■ Task item:
Quote word for word the lines below, beginning with the first and ending with the one that has "[[231, 368], [317, 310]]". Drop the pictures.

■ Input records:

--- --- ---

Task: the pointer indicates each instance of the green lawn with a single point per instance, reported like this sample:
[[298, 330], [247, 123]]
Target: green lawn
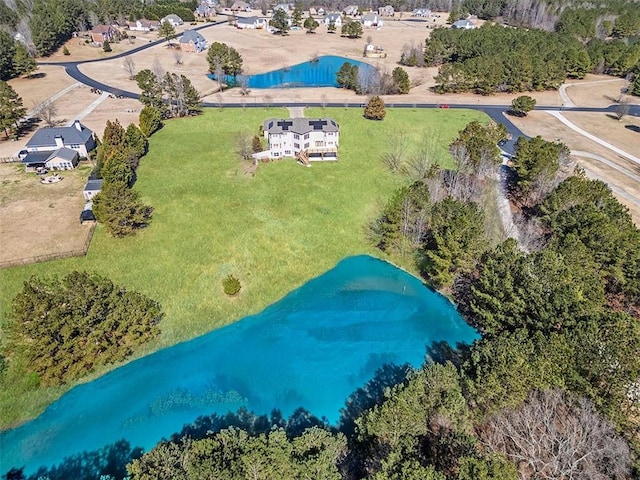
[[273, 231]]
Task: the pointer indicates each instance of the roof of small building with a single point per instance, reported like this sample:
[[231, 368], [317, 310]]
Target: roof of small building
[[191, 36], [248, 20], [46, 137], [300, 125], [64, 153], [93, 185]]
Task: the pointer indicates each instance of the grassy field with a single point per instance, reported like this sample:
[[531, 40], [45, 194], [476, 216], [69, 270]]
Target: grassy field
[[274, 231]]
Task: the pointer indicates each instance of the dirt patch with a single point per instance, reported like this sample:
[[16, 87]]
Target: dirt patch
[[40, 219]]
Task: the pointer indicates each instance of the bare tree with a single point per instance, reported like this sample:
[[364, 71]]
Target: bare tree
[[47, 112], [129, 67], [393, 158], [552, 437], [622, 110]]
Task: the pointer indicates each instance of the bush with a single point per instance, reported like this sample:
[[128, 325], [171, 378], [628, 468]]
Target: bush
[[231, 285]]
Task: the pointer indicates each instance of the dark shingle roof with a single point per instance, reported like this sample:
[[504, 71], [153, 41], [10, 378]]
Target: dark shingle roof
[[46, 137], [300, 125]]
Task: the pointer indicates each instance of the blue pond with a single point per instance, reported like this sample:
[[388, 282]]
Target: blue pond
[[321, 73], [312, 349]]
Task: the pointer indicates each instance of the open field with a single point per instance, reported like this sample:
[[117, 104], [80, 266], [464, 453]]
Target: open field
[[273, 231]]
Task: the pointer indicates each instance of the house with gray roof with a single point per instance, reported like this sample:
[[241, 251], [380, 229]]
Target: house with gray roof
[[333, 17], [308, 139], [173, 20], [76, 137], [192, 41]]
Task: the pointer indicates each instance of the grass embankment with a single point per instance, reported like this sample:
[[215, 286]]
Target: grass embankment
[[273, 231]]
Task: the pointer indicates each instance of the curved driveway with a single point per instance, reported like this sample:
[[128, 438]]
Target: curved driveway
[[495, 112]]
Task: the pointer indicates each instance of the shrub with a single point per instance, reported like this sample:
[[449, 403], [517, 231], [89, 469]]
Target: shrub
[[231, 285]]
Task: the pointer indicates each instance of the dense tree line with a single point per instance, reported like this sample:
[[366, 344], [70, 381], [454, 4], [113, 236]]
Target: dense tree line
[[66, 328], [118, 206]]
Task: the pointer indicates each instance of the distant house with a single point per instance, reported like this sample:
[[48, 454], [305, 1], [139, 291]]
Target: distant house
[[240, 6], [386, 11], [251, 22], [87, 216], [351, 11], [76, 137], [333, 17], [371, 20], [314, 139], [92, 188], [464, 24], [192, 41], [420, 12], [143, 25], [104, 33], [173, 20]]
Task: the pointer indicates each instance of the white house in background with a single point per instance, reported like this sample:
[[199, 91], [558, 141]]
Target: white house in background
[[143, 25], [76, 137], [334, 17], [251, 22], [464, 24], [309, 139], [173, 19], [192, 41], [371, 20], [351, 10], [420, 12]]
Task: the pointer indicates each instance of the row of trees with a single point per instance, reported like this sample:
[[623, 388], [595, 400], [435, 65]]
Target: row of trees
[[118, 206], [496, 59], [66, 328]]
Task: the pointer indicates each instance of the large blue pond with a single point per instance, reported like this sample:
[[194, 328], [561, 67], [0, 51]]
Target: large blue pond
[[319, 73], [312, 349]]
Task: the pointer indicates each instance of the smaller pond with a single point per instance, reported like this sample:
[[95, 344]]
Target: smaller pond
[[311, 349], [318, 73]]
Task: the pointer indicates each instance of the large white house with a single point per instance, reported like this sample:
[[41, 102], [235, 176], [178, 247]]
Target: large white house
[[314, 139]]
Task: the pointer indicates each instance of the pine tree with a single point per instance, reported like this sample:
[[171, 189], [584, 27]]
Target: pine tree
[[375, 109]]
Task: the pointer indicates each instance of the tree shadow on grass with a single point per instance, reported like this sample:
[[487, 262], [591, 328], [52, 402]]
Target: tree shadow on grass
[[108, 462]]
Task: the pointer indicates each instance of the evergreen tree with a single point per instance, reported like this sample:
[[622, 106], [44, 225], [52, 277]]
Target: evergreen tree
[[7, 55], [11, 109], [375, 109]]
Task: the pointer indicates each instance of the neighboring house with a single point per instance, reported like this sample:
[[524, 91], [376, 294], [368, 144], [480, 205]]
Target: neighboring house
[[464, 24], [92, 188], [386, 11], [76, 137], [420, 12], [251, 22], [351, 11], [371, 20], [143, 25], [192, 41], [240, 6], [104, 33], [288, 8], [173, 19], [312, 138], [334, 17]]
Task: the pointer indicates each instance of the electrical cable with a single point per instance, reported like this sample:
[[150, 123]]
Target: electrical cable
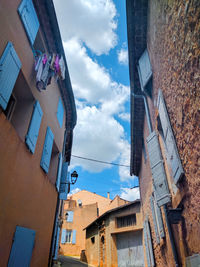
[[100, 161]]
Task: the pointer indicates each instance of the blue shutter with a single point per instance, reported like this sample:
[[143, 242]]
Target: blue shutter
[[10, 66], [57, 244], [148, 244], [60, 112], [74, 237], [59, 172], [144, 69], [47, 149], [70, 216], [33, 131], [170, 143], [29, 18], [63, 236], [22, 247], [158, 172], [64, 181]]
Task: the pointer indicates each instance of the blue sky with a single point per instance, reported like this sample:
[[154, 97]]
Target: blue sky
[[95, 43]]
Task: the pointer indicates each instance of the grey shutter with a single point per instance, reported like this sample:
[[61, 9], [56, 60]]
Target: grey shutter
[[148, 244], [154, 220], [158, 171], [172, 151], [144, 69]]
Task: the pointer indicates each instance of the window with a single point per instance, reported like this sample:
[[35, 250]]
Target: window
[[145, 73], [68, 236], [166, 131], [47, 149], [126, 221]]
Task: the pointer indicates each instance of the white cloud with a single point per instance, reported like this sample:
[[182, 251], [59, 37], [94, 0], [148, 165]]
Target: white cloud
[[124, 116], [91, 21], [130, 194], [123, 56], [97, 135]]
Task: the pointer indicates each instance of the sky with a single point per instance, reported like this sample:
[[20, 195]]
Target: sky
[[94, 38]]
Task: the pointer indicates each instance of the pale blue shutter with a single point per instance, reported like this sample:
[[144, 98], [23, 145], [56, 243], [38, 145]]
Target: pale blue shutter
[[34, 127], [154, 220], [63, 236], [47, 149], [10, 66], [170, 143], [60, 113], [59, 170], [29, 18], [144, 69], [148, 244], [158, 172], [74, 237], [22, 247], [64, 181], [70, 216]]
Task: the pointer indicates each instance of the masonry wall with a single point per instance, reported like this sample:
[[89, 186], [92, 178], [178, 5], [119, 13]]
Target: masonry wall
[[173, 45], [28, 196]]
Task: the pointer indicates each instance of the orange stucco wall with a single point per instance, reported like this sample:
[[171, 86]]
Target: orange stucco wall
[[28, 197]]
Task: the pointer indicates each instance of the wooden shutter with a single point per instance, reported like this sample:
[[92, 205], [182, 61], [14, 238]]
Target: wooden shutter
[[64, 181], [22, 247], [47, 149], [148, 244], [74, 237], [59, 170], [154, 220], [70, 216], [33, 131], [170, 143], [29, 19], [158, 171], [10, 66], [60, 113], [144, 69], [63, 236]]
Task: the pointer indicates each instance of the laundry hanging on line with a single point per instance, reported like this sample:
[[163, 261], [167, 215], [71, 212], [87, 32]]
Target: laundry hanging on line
[[48, 66]]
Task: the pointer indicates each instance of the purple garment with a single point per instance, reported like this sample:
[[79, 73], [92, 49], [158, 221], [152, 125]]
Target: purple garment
[[56, 64]]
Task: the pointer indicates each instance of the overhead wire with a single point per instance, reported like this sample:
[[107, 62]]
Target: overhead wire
[[100, 161]]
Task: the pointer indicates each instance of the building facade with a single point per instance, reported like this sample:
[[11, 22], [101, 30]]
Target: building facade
[[115, 238], [37, 117], [80, 210], [163, 45]]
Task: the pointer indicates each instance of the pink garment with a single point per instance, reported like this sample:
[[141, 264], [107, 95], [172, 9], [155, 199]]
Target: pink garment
[[56, 64]]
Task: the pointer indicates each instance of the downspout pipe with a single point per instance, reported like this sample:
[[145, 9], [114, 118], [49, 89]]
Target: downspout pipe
[[171, 237]]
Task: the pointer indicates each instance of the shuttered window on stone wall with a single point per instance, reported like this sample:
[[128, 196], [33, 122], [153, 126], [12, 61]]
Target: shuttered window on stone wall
[[64, 182], [157, 220], [10, 66], [70, 216], [158, 171], [47, 149], [170, 143], [74, 237], [144, 69], [29, 19], [148, 244], [34, 127]]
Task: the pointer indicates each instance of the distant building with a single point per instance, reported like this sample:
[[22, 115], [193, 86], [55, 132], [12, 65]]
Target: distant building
[[37, 117], [163, 46], [115, 238], [79, 210]]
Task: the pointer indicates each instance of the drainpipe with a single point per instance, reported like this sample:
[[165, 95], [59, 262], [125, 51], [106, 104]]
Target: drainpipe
[[171, 237]]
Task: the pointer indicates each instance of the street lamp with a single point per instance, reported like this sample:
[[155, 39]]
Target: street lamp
[[74, 176]]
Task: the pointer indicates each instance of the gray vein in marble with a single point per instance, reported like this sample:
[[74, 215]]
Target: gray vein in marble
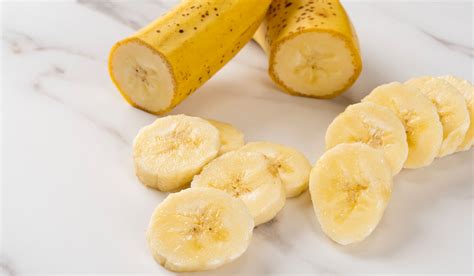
[[20, 43], [57, 72], [462, 49]]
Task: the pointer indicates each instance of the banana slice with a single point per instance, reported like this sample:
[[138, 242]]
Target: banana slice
[[292, 166], [231, 138], [419, 116], [169, 152], [467, 90], [249, 176], [199, 229], [350, 188], [452, 110], [374, 125]]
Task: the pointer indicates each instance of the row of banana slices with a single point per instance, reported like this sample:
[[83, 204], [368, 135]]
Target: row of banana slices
[[396, 126], [233, 188]]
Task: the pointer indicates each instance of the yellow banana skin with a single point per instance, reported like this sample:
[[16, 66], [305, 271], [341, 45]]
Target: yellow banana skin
[[196, 39], [286, 20]]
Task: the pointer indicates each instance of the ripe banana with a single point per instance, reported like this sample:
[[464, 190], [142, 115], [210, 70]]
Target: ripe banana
[[350, 188], [249, 176], [169, 152], [312, 46], [163, 63], [231, 138], [451, 107], [292, 166], [199, 229], [374, 125], [467, 90], [419, 116]]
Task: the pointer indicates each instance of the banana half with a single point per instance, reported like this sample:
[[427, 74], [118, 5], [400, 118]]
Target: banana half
[[467, 90], [350, 189], [199, 229], [169, 152], [249, 176], [292, 166], [419, 116], [231, 137], [374, 125], [452, 110]]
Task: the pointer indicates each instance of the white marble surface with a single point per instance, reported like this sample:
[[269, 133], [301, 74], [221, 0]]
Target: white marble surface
[[70, 200]]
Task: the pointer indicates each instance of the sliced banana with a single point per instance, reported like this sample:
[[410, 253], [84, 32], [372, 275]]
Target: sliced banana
[[452, 110], [467, 90], [292, 166], [249, 176], [374, 125], [169, 152], [231, 138], [419, 116], [350, 188], [199, 229]]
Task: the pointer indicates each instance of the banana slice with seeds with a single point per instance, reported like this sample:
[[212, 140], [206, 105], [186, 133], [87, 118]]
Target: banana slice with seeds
[[419, 116], [292, 166], [467, 90], [199, 229], [350, 189], [452, 110], [231, 138], [169, 152], [249, 176], [374, 125]]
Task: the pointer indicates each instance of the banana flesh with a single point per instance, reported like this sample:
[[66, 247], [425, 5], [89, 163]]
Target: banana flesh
[[199, 229]]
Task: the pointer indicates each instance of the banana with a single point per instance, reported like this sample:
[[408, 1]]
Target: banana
[[292, 166], [249, 176], [231, 138], [312, 47], [467, 90], [169, 152], [374, 125], [163, 63], [350, 188], [419, 116], [452, 110], [199, 229]]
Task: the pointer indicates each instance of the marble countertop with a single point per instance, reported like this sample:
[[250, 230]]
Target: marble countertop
[[72, 204]]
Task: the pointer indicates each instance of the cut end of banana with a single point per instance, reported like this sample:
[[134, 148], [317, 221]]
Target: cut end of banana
[[199, 229], [292, 166], [249, 176], [451, 107], [231, 137], [374, 125], [169, 152], [350, 188], [142, 75], [467, 91], [315, 64], [419, 116]]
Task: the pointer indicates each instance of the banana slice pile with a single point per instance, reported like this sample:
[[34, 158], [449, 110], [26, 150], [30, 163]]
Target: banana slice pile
[[396, 126], [234, 187]]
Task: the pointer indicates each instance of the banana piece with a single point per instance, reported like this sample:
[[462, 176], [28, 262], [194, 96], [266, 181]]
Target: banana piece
[[169, 152], [199, 229], [231, 138], [350, 188], [292, 166], [312, 47], [452, 110], [249, 176], [163, 63], [467, 90], [419, 116], [374, 125]]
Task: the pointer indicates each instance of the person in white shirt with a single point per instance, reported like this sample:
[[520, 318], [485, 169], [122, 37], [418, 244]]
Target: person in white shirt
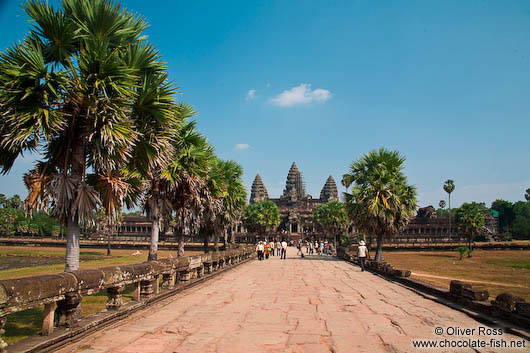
[[260, 248], [284, 249], [362, 253]]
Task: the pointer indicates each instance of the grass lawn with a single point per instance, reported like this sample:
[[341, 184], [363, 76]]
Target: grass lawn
[[26, 323], [497, 271]]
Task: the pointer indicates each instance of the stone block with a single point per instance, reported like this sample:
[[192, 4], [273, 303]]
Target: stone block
[[456, 287], [507, 301], [475, 294], [523, 309], [401, 273]]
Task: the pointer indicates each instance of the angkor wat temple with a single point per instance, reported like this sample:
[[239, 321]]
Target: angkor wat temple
[[295, 205]]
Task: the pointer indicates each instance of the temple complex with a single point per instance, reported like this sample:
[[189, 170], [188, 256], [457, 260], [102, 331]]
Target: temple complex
[[295, 205]]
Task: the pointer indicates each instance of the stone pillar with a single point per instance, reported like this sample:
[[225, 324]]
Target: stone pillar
[[114, 293], [68, 310], [168, 280], [48, 319], [146, 289], [3, 345], [136, 296]]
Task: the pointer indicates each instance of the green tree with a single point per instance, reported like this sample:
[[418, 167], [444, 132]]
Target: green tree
[[470, 221], [261, 217], [449, 187], [187, 173], [381, 201], [72, 87], [332, 218], [506, 214]]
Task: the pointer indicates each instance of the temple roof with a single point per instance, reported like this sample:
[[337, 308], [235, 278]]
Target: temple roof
[[329, 191], [258, 191], [294, 186]]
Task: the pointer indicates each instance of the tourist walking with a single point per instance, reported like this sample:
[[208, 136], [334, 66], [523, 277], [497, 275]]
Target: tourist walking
[[267, 250], [362, 253], [260, 248], [284, 249]]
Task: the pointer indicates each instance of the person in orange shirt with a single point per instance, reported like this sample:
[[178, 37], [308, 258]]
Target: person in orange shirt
[[267, 250]]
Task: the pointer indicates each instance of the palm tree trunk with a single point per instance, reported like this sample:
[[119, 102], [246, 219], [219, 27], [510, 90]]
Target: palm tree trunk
[[379, 251], [108, 244], [73, 232], [450, 235], [206, 239], [216, 241], [153, 245], [181, 245]]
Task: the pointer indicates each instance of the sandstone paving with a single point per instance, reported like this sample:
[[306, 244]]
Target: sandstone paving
[[314, 304]]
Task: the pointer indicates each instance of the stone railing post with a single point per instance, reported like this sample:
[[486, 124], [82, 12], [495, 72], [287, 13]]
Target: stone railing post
[[114, 293], [147, 289], [68, 310], [3, 345], [169, 280], [48, 319], [136, 294]]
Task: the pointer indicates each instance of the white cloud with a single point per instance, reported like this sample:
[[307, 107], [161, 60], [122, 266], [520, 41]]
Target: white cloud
[[301, 95], [242, 146], [251, 94]]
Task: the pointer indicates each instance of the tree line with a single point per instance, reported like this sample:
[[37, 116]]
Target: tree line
[[89, 93]]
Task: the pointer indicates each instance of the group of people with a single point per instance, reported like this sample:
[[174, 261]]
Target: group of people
[[266, 249], [314, 247]]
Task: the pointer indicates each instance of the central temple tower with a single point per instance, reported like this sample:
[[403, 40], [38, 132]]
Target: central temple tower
[[295, 205]]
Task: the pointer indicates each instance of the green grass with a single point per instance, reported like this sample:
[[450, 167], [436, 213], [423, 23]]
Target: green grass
[[511, 263], [29, 322]]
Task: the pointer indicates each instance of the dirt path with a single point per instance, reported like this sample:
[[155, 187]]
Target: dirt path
[[294, 305]]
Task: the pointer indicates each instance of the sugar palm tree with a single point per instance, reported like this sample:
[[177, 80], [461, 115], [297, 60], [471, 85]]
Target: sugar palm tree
[[153, 157], [470, 221], [449, 187], [188, 172], [381, 202], [70, 88], [331, 216]]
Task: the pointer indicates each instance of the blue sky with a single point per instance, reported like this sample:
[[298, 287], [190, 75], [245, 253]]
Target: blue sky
[[446, 83]]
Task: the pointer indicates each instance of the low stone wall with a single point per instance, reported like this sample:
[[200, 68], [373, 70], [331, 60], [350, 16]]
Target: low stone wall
[[505, 306], [61, 294]]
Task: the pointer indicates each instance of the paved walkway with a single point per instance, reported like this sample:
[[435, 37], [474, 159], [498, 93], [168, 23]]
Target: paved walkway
[[295, 305]]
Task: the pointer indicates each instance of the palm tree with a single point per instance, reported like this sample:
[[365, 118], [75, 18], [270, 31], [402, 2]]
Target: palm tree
[[449, 187], [331, 216], [71, 88], [381, 202], [188, 173], [470, 221]]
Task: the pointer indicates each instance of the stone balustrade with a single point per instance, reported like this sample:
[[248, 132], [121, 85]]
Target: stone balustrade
[[506, 306], [62, 293]]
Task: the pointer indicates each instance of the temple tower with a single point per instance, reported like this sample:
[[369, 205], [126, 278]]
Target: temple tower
[[258, 192], [294, 186], [329, 191]]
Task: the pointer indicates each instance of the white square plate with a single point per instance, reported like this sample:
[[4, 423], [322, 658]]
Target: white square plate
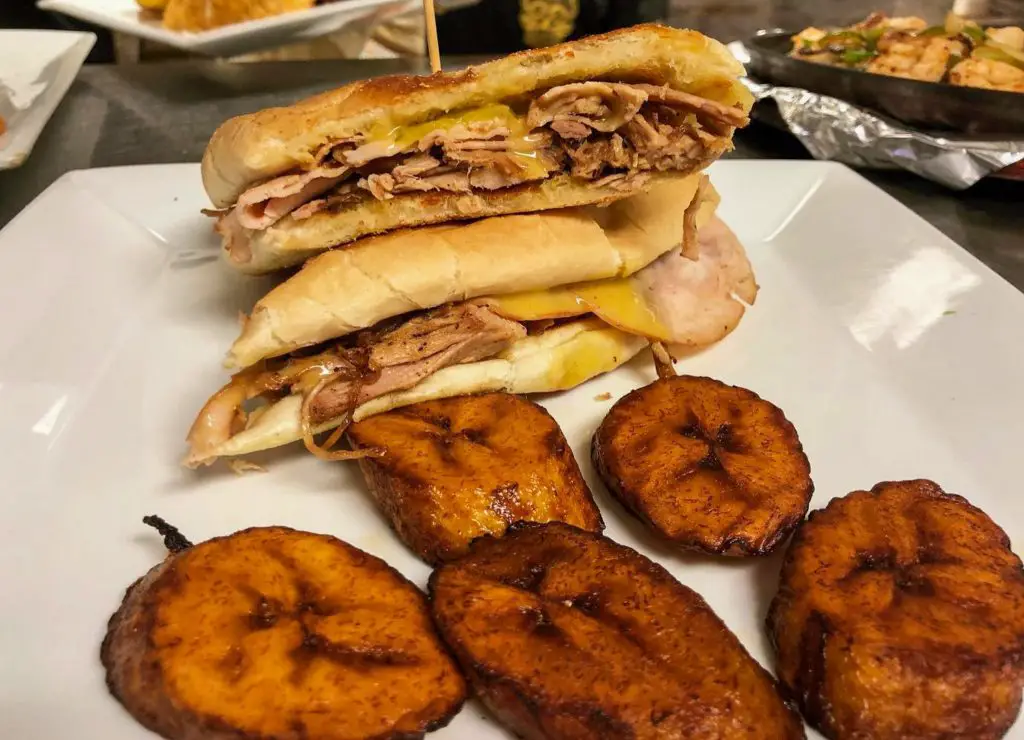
[[40, 66], [125, 16], [894, 352]]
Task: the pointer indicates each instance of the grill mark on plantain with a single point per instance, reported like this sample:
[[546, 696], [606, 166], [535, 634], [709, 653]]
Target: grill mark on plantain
[[314, 646]]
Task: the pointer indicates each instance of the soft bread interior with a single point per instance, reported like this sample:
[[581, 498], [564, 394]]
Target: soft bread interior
[[344, 291], [558, 359], [292, 242], [260, 145]]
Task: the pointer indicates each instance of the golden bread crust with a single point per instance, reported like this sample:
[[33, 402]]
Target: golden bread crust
[[260, 145], [343, 291]]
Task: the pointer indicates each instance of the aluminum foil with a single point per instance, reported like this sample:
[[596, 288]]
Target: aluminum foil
[[834, 129]]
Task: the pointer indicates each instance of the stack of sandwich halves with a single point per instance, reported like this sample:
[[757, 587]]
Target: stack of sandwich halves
[[521, 225]]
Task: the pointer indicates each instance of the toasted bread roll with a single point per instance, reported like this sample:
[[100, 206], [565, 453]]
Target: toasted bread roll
[[461, 468], [557, 359], [260, 145], [900, 614], [711, 467], [343, 291], [566, 636], [275, 634]]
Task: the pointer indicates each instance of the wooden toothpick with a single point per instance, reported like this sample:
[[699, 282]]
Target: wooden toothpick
[[432, 47]]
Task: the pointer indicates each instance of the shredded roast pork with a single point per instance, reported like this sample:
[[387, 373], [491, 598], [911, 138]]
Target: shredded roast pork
[[339, 379], [599, 131]]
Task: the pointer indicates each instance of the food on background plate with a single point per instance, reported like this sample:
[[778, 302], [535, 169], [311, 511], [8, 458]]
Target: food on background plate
[[355, 332], [276, 634], [900, 613], [711, 467], [565, 635], [587, 122], [461, 468], [958, 52], [195, 15]]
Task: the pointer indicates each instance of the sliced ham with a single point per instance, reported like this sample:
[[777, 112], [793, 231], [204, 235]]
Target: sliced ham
[[600, 131], [263, 206], [700, 301]]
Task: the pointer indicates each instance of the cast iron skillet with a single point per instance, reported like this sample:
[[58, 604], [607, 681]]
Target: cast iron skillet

--- --- ---

■ Solution for this exercise:
Task: the pointer indicates each instance of the green lawn with a single point per instance, reported like this sample:
[[298, 330], [247, 123]]
Target: green lawn
[[273, 231]]
Task: the pointer indicates each instance of the roof of small building with a single point per instance, reported like this sample:
[[231, 368], [317, 310]]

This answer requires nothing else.